Splunk Lab

This project lets you stand up a Splunk instance in Docker on a quick and dirty basis.

But what is Splunk? Splunk is a platform for big data collection and analytics. You feed your events from syslog, webserver logs, or application logs into Splunk, and can use queries to extract meaningful insights from that data.

Quick Start!

Paste either of these on the command line:

bash <(curl -s https://raw.githubusercontent.com/dmuth/splunk-lab/master/go.sh)

bash <(curl -Ls https://bit.ly/splunklab)

...and the script will print up what directory it will ingest logs from, your password, etc. Follow the on-screen instructions for setting environment variables and you'll be up and running in no time! Whatever logs you had sitting in your logs/ directory will be searchable in Splunk with the search index=main.

If you want to see neat things you can do in Splunk Lab, check out the Cookbook section.

Also, the script will craete a directory called bin/ with some helper scripts in it. Be sure to check them out!

Useful links after starting

https://localhost:8000/ - Default port to log into the local instance. Username is admin, password is what was set when starting Splunk Lab.
Splunk Dashboard Examples - Wanna see what you can do with Splunk? Here are some example dashboards.

Features

App databoards can be stored in the local filesystem (they don't dissappear when the container exits)
Ingested data can be stored in the local filesystem
Multiple REST and RSS endpoints "built in" to provide sources of data ingestion
Integration with REST API Modular Input
Splunk Machine Learning Toolkit included
/etc/hosts can be appended to with local ip/hostname entries
Ships with Eventgen to populate your index with fake webserver events for testing.

Screenshots

These are screenshots with actual data from production apps which I built on top of Splunk Lab:

Splunk Lab Cookbook

What can you do with Splunk Lab? Here are a few examples of ways you can use Splunk Lab:

Ingest some logs for viewing, searching, and analysis

Drop your logs into the logs/ directory.
bash <(curl -Ls https://bit.ly/splunklab)
Go to https://localhost:8000/
Ingsted data will be written to data/ which will persist between runs.

Ingest some logs for viewing, searching, and analysis but DON'T keep ingested data between runs

SPLUNK_DATA=no bash <(curl -Ls https://bit.ly/splunklab)
Note that data/ will not be written to and launching a new container will cause logs/ to be indexed again.
- This will increase ingestion rate on Docker for OS/X, as there are some issues with the filesystem driver in OS/X Docker.

Play around with synthetic webserver data

SPLUNK_EVENTGEN=1 bash <(curl -Ls https://bit.ly/splunklab)

(Collected data entries)

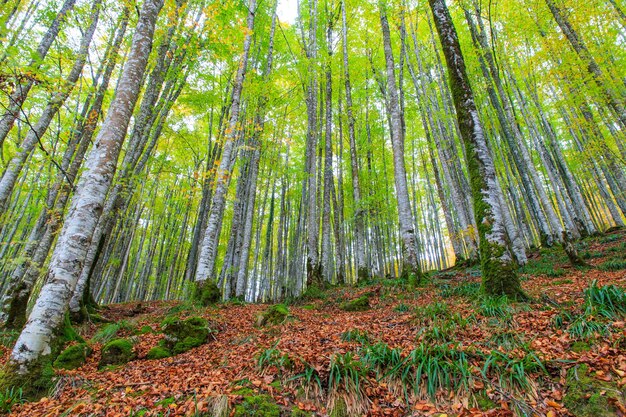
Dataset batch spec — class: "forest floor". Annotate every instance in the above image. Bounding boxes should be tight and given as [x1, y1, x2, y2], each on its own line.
[2, 232, 626, 417]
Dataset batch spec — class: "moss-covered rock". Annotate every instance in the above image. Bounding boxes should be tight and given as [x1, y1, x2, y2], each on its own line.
[0, 355, 54, 401]
[234, 395, 280, 417]
[52, 343, 93, 369]
[290, 407, 313, 417]
[256, 304, 289, 326]
[339, 296, 370, 311]
[193, 279, 222, 307]
[0, 314, 85, 401]
[161, 317, 210, 355]
[146, 346, 172, 359]
[563, 364, 620, 417]
[98, 339, 137, 369]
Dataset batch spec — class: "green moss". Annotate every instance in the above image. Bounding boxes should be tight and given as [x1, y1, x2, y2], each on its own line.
[193, 279, 222, 307]
[0, 314, 85, 400]
[0, 355, 54, 401]
[233, 387, 254, 397]
[339, 296, 370, 311]
[52, 343, 92, 369]
[146, 346, 172, 359]
[572, 341, 591, 353]
[257, 304, 289, 326]
[290, 407, 313, 417]
[161, 317, 209, 355]
[234, 395, 280, 417]
[563, 364, 619, 417]
[98, 339, 137, 369]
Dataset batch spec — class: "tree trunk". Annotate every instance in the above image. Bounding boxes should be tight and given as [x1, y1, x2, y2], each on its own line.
[3, 0, 163, 392]
[429, 0, 526, 299]
[380, 5, 422, 280]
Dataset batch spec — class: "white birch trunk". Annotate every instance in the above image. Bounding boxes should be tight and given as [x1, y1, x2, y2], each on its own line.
[9, 0, 163, 375]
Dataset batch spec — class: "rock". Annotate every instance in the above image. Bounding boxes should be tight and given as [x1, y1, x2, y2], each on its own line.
[98, 339, 137, 369]
[146, 346, 172, 359]
[52, 343, 93, 369]
[193, 279, 222, 307]
[563, 364, 620, 417]
[161, 317, 209, 355]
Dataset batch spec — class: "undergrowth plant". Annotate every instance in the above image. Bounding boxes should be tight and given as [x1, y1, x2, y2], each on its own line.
[328, 352, 367, 397]
[388, 343, 472, 400]
[415, 302, 450, 323]
[287, 361, 323, 398]
[0, 387, 24, 414]
[361, 342, 404, 379]
[478, 296, 513, 320]
[585, 280, 626, 319]
[439, 282, 481, 298]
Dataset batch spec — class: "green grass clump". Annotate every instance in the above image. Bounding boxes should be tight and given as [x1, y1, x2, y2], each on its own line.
[415, 302, 450, 322]
[482, 350, 548, 416]
[0, 387, 24, 414]
[328, 352, 367, 396]
[400, 343, 472, 399]
[585, 280, 626, 319]
[287, 361, 322, 393]
[567, 311, 609, 340]
[361, 342, 404, 378]
[488, 331, 526, 351]
[417, 320, 455, 343]
[439, 282, 480, 298]
[478, 296, 513, 319]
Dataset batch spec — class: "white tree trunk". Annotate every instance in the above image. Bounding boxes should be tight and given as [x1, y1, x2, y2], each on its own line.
[196, 0, 256, 282]
[10, 0, 163, 375]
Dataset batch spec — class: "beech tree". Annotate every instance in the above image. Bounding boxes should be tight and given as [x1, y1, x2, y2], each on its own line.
[429, 0, 525, 299]
[3, 0, 163, 389]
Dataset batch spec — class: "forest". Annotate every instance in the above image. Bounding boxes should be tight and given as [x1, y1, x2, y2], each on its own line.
[0, 0, 626, 417]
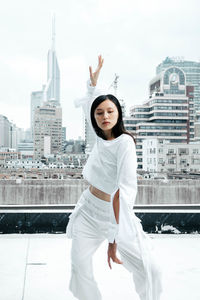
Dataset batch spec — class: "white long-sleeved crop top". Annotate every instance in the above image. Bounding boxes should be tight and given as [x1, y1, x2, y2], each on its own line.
[74, 81, 138, 243]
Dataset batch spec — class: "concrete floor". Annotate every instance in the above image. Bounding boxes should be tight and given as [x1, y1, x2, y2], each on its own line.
[0, 234, 200, 300]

COMPLETE THE FOLLOWING
• a. Write out the part of the Splunk Lab readme between "What can you" and "the logs/ directory.", inclusive.
• b. In the Splunk Lab readme, what search makes the logs from the logs/ directory show up in Splunk?

TASK-BY-TASK ANSWERS
• a.
What can you do with Splunk Lab? Here are a few examples of ways you can use Splunk Lab:

Ingest some logs for viewing, searching, and analysis

Drop your logs into the logs/ directory.

• b. index=main